(Stored items)
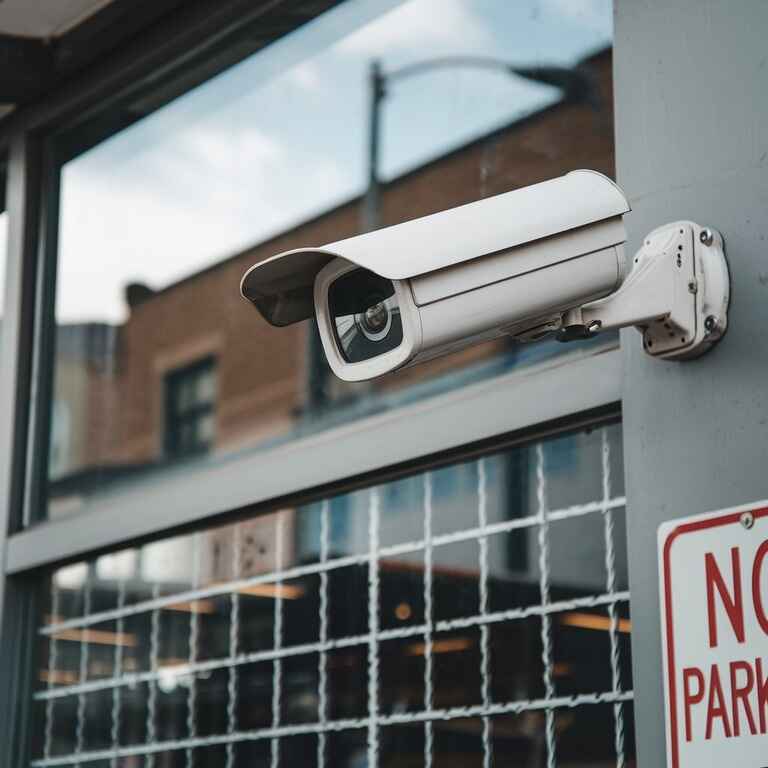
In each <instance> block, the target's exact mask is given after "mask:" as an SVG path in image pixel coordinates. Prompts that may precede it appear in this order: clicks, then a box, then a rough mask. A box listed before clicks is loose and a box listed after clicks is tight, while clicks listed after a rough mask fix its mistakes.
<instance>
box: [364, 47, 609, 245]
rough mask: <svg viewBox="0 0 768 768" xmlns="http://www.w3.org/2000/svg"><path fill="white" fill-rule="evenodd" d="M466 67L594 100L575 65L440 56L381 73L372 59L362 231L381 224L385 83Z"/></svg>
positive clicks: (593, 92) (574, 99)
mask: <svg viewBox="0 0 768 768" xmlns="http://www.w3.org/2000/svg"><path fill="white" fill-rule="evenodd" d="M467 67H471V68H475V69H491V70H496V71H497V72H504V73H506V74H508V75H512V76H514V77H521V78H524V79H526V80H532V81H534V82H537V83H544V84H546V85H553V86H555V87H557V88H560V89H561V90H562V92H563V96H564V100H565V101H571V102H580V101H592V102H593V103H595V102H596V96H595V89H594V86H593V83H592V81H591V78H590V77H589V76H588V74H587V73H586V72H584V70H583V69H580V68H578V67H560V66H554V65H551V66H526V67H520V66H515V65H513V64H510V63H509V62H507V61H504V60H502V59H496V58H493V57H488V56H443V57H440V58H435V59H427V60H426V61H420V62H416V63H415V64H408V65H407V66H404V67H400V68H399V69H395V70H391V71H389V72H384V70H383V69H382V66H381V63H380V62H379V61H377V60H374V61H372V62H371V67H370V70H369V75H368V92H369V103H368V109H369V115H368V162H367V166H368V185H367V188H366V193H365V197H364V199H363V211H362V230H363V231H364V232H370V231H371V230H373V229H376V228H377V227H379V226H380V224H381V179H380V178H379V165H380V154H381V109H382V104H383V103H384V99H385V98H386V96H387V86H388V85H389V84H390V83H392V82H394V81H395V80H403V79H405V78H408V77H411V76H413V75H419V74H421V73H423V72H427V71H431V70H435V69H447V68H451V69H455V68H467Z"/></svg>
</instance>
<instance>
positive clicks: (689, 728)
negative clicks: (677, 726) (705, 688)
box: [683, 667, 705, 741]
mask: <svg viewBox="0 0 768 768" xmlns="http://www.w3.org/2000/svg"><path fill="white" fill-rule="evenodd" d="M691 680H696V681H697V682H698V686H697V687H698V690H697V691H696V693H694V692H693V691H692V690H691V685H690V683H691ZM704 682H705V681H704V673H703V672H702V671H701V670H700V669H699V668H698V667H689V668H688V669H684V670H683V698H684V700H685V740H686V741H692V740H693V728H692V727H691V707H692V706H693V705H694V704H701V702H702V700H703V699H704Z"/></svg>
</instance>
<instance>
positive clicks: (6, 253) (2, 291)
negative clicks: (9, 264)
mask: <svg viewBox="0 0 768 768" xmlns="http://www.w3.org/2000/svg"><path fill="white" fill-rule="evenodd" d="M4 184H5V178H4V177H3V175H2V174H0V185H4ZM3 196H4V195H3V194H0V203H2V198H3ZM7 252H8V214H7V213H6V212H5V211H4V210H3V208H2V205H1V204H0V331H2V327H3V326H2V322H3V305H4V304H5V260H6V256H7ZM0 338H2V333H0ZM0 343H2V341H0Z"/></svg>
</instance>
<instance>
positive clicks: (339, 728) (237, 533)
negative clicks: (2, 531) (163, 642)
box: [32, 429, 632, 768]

• What the exercise asks: Every line with "rough" in it should be copied from the entries.

• Solution to this problem:
In each <instance> block, the target's exact mask is given after "mask:" as an SVG path in image pixel coordinates. Prompts that may precede it appear in this order: clicks, then a box, then a rough mask. A box listed before clicks is loose and a box listed after clicks is tight, while clicks listed after a rough mask fix its mistakes.
rough mask: <svg viewBox="0 0 768 768" xmlns="http://www.w3.org/2000/svg"><path fill="white" fill-rule="evenodd" d="M466 67L594 100L575 65L440 56L381 73L372 59L362 231L381 224L385 83Z"/></svg>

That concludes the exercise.